RE: [EXT] Re: FYI, fsnotify contention with aio and io_uring.

[Date Prev][Date Next][Thread Prev][Thread Next][Date Index][Thread Index]

 



Hi,

Had some time to re-do some testing.

1) Pipewire (its wireplumber deamon) set a watch on the children of the directory /dev via inotify.
I removed that (disabled pipewire), but still had the fsnotify overhead when using aio/io_ring at high IOPS across several threads on several cores.

2) I then noticed that udev set a watch (via inotify) on the files in /dev.
This is due to a rule in /usr/lib/udev/rules.d/60-block.rules
# watch metadata changes, caused by tools closing the device node which was opened for writing
ACTION!="remove", SUBSYSTEM=="block", \
  KERNEL=="loop*|mmcblk*[0-9]|msblk*[0-9]|mspblk*[0-9]|nvme*|sd*|vd*|xvd*|bcache*|cciss*|dasd*|ubd*|ubi*|scm*|pmem*|nbd*|zd*", \
  OPTIONS+="watch"
I removed "nvme*" from this rule (I am testing on /dev/nvme0n1), then finally the fsnotify overhead disappeared.

3) I think there is nothing wrong with Pipewire and udev, they simply want to watch what is going on in /dev.
I don't think they are interested in (and it is not the goal/charter of fsnotify) quantifying millions of read/write accesses/sec to a file they watch. There are other tools for that, that are optimized for that task.

I think to avoid the overhead, the fsnotify subsystem should be refined to factor high frequency read/write file access.
Or piece of code (like aio/io_uring) doing high frequency fsnotify should do the factoring themselves.
Or the user should be given a way to turn off fsnotify calls for read/write on specific file.


Now, the only way to work around the cpu overhead without hacking, is to disable services watching /dev.
That means people can't use these services anymore. Doesn't seem right.

Regards,

Pierre


> -----Original Message-----
> From: Pierre Labat
> Sent: Monday, August 14, 2023 9:31 AM
> To: Jeff Moyer <jmoyer@xxxxxxxxxx>
> Cc: Jens Axboe <axboe@xxxxxxxxx>; 'io-uring@xxxxxxxxxxxxxxx' <io-
> uring@xxxxxxxxxxxxxxx>
> Subject: RE: [EXT] Re: FYI, fsnotify contention with aio and io_uring.
> 
> Hi Jeff,
> 
> Indeed, by default, in my configuration, pipewire is running.
> When I can re-test, I'll disabled it and see if that remove the problem.
> Thanks for the hint!
> 
> Pierre
> 
> > -----Original Message-----
> > From: Jeff Moyer <jmoyer@xxxxxxxxxx>
> > Sent: Wednesday, August 9, 2023 10:15 AM
> > To: Pierre Labat <plabat@xxxxxxxxxx>
> > Cc: Jens Axboe <axboe@xxxxxxxxx>; 'io-uring@xxxxxxxxxxxxxxx' <io-
> > uring@xxxxxxxxxxxxxxx>
> > Subject: Re: [EXT] Re: FYI, fsnotify contention with aio and io_uring.

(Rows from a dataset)

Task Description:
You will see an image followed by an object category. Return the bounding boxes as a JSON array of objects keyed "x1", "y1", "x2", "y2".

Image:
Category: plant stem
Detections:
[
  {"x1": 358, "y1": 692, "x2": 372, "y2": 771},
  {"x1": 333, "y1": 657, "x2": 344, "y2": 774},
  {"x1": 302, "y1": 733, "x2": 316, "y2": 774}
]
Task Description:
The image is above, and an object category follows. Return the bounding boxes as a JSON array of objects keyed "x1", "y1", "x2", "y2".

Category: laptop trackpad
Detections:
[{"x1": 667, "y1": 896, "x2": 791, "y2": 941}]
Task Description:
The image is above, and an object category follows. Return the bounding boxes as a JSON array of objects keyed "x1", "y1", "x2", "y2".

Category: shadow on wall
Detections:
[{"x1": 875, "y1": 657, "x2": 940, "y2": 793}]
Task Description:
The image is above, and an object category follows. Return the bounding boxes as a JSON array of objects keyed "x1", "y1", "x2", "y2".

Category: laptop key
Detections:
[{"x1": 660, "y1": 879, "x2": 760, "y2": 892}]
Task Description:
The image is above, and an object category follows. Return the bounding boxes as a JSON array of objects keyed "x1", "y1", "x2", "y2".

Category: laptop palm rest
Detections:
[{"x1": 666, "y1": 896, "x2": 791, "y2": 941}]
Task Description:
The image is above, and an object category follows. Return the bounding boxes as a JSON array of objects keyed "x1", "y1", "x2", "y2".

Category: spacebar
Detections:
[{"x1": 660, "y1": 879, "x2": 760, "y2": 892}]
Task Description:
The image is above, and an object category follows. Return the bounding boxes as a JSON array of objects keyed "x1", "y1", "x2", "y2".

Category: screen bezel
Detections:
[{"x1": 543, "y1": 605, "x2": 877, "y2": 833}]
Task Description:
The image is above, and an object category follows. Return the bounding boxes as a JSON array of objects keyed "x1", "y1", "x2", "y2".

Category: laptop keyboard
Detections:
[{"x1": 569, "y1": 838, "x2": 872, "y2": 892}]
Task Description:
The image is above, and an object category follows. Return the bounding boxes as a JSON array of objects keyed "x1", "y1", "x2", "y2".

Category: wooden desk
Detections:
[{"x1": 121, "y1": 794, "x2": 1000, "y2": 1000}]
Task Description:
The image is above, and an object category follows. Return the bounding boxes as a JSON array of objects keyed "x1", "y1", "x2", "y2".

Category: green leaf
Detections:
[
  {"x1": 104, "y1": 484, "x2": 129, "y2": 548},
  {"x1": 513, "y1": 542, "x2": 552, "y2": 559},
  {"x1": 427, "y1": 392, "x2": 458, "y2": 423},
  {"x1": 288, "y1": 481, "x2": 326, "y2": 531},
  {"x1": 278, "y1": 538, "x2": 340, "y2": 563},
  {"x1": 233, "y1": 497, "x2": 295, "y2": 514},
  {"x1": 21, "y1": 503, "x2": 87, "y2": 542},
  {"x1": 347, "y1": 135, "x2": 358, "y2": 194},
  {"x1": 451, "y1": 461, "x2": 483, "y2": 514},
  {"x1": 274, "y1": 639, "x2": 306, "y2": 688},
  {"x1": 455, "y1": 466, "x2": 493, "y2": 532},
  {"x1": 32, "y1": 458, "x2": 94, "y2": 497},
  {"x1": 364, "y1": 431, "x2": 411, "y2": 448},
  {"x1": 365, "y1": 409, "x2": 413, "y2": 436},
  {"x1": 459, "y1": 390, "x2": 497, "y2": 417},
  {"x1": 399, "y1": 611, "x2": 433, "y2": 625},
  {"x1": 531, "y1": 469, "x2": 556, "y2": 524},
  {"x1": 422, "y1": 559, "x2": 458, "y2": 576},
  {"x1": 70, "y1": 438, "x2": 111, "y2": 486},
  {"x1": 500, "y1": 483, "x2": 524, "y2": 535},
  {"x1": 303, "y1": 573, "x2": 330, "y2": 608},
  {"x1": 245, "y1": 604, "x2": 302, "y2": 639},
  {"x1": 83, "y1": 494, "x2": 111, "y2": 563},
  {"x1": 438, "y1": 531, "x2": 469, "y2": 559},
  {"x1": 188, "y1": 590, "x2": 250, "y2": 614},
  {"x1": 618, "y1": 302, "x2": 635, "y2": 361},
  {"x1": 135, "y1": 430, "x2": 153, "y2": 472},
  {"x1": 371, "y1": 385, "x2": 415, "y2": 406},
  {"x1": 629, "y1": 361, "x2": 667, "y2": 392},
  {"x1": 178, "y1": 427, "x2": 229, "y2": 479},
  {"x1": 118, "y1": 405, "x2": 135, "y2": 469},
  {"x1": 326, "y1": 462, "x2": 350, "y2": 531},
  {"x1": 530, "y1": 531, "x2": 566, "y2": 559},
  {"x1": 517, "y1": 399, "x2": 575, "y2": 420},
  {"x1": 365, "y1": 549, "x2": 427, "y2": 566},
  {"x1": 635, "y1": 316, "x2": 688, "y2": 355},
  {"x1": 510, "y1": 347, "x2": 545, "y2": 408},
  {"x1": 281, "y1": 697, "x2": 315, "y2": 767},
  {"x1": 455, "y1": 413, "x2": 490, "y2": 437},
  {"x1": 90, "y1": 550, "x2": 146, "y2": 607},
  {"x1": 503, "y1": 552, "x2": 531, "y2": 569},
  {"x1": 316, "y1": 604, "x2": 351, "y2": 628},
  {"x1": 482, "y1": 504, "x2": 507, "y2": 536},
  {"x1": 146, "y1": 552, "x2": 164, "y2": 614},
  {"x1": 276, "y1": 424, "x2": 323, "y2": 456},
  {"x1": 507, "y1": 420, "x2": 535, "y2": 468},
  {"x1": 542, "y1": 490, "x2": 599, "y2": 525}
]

**Work instructions**
1 - Answer these questions from the fsnotify email:
(a) Which file contains the udev rule that sets the watch on /dev?
(b) Which device was the writer testing on?
(c) To whom was the message sent on Monday, August 14, 2023?
2 - Retype the stretch of the fsnotify email from "I think to avoid" through "Doesn't seem right.".
3 - Say whether each statement agrees with the fsnotify email, and quote the words that decide it:
(a) Disabling pipewire alone got rid of the fsnotify overhead.
(b) The overhead disappeared once "nvme*" was taken out of the udev rule.
(c) The writer holds that Pipewire and udev are at fault.

**Results by task**
1 -
(a) /usr/lib/udev/rules.d/60-block.rules
(b) /dev/nvme0n1
(c) Jeff Moyer

2 -
I think to avoid the overhead, the fsnotify subsystem should be refined to factor high frequency read/write file access.
Or piece of code (like aio/io_uring) doing high frequency fsnotify should do the factoring themselves.
Or the user should be given a way to turn off fsnotify calls for read/write on specific file.


Now, the only way to work around the cpu overhead without hacking, is to disable services watching /dev.
That means people can't use these services anymore. Doesn't seem right.

3 -
(a) No: "I removed that (disabled pipewire), but still had the fsnotify overhead"
(b) Yes: "I removed "nvme*" from this rule (I am testing on /dev/nvme0n1), then finally the fsnotify overhead disappeared."
(c) No: "I think there is nothing wrong with Pipewire and udev"